__Stated problem__.
Put the rows from the line with "As a courtesy, could you identify the sitting" up to and including the line with "[120,106,140,127]" into a numbered list, skipping any blank lines.

__Given entries__.

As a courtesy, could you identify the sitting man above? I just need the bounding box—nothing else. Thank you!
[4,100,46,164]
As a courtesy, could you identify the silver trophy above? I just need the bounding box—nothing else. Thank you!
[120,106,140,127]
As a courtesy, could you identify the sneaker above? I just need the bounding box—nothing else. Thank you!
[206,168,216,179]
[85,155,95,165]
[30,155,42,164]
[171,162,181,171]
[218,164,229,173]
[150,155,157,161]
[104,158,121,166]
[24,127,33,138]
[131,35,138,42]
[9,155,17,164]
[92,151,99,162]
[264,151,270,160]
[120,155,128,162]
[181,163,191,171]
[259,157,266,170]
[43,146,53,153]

* * *

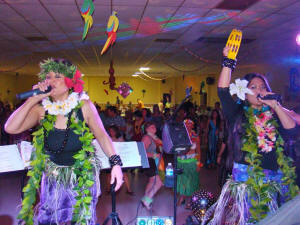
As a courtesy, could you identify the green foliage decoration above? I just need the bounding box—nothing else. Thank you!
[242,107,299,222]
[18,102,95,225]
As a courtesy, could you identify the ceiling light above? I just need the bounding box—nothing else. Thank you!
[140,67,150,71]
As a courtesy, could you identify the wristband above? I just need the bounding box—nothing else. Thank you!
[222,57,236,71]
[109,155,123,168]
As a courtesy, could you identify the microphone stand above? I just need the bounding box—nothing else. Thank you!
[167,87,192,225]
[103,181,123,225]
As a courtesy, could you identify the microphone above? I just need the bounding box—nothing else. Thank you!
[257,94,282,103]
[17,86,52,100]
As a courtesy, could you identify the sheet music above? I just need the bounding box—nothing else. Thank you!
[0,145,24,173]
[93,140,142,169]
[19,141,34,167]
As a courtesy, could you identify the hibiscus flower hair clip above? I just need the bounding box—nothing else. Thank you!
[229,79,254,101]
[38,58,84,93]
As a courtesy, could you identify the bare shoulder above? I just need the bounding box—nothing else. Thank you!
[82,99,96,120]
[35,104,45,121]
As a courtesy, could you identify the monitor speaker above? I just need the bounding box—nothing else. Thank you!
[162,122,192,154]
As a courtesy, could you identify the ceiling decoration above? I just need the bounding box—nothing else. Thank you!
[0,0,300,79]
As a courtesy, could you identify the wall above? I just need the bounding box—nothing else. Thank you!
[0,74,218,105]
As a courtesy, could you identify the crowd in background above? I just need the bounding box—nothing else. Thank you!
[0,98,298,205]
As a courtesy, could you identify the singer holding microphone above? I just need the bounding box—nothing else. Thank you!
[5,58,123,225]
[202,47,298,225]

__Task answer__.
1. As a courtesy, could you identify the sitting man above? I just need the bounding box—nothing else. Thank you!
2. [4,100,46,164]
3. As a courtesy, could you identify the silver trophy above? I just need the bounding box—nothing else. Thank you!
4. [120,106,140,127]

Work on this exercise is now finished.